Trenton, New Jersey. -- Gov. James Florio and I were on our way to lunch last Thursday when his car phone rang. "Great," he said. "That's good. That's good. Set up a news conference for after lunch."
"We won on McGuire," he said, turning to me as he hung up. The Defense Base Closure and Realignment Commission had voted to keep McGuire Air Force Base in southern New Jersey open and also to assign the Air Force's new Northeast Air Mobility Wing at the New Jersey base rather than at Plattsburgh Air Force Base in the North Country of New York state.
The thrill of victory. Governor Florio, a pretty cool character, was practically tapping for joy at his news conference an hour later.
He said the people of New Jersey had worked together to save McGuire with economic arguments, persuading the federal commission that fuel-storage costs would be significantly lower in New Jersey than up in Plattsburgh.
And the agony of defeat. After voting to keep McGuire, the commission voted 6-1 to close down all operations at Plattsburgh Air Force Base.

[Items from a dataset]
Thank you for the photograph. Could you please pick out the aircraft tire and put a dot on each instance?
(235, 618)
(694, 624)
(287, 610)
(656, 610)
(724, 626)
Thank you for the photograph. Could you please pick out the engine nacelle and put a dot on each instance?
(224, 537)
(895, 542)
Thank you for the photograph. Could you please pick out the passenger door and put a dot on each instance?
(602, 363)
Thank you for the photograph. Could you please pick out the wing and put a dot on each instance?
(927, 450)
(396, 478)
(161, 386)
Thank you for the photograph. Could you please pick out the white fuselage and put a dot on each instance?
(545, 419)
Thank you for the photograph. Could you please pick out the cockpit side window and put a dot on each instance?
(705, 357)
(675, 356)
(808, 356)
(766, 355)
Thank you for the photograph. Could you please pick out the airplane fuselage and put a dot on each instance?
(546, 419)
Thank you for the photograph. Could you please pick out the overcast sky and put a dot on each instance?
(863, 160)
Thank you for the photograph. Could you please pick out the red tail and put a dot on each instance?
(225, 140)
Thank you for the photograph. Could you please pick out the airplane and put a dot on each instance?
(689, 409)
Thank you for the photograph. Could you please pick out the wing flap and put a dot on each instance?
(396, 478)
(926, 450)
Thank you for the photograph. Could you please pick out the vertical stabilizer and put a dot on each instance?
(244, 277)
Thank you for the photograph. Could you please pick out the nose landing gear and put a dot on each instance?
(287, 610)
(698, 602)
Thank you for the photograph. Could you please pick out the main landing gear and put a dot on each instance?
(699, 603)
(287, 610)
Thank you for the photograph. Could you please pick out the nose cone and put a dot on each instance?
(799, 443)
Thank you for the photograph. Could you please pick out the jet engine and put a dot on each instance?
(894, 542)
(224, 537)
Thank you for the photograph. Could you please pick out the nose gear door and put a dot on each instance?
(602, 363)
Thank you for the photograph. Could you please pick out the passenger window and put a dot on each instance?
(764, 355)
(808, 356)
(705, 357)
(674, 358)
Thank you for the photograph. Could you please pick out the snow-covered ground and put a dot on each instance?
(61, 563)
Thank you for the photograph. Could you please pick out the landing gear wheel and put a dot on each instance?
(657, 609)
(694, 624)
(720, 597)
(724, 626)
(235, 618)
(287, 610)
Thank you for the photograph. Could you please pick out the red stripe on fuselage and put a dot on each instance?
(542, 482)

• Questions on the material:
1. Say whether each statement agrees with the article about McGuire Air Force Base, answering yes or no and quoting the words that decide it: (a) Governor Florio got the news by car phone while on the way to lunch. (b) The commission placed the Northeast Air Mobility Wing at Plattsburgh. (c) The vote to close Plattsburgh Air Force Base was unanimous.
2. Please continue the article about McGuire Air Force Base, starting after its last sentence.
These items come from a different source than the text about McGuire Air Force Base.

• Answer set:
1.
(a) Yes: "Gov. James Florio and I were on our way to lunch last Thursday when his car phone rang."
(b) No: "to assign the Air Force's new Northeast Air Mobility Wing at the New Jersey base rather than at Plattsburgh Air Force Base"
(c) No: "the commission voted 6-1 to close down all operations at Plattsburgh Air Force Base."

2.
Within 24 hours I happened to be in the North Country of New York, taking my daughter to summer camp. Gov. Mario Cuomo was there, too.
"Wrong . . . irrational," New York's leader said of the closure of the base in his state, promising to mobilize all of New York state's considerable political and economic power to get a reversal of the closure decision.
Plattsburgh, a patriotic little city that has housed United States troops continuously since the War of 1812, was in angry shock -- stunned because the commission had itself overruled a Pentagon recommendation to keep Plattsburgh Air Force Base open.
"Dirty politics --that's all it is," growled Alan Tetreault, owner of a bakery shop near the base. A number of Plattsburgh folk blamed the decision on the fact that the chairman of the base commission, appointed by President Bush last year, is a former New Jersey congressman named James Courter.
Not likely. Mr. Courter, a conservative Republican, is a "former" because he gave up his congressional seat to run against Mr. Florio -- and got clobbered.
The Plattsburgh paper, the Press-Republican, seemed to be in hopeful mourning, if there is such a thing. The first lead headline Saturday was: "Cuomo to Lobby Clinton for PAFB." Noting that the president could reverse the commission decision, the story began: "Like a general visiting his wounded soldiers after a tough battle, Gov. Mario Cuomo came to Plattsburgh . . . "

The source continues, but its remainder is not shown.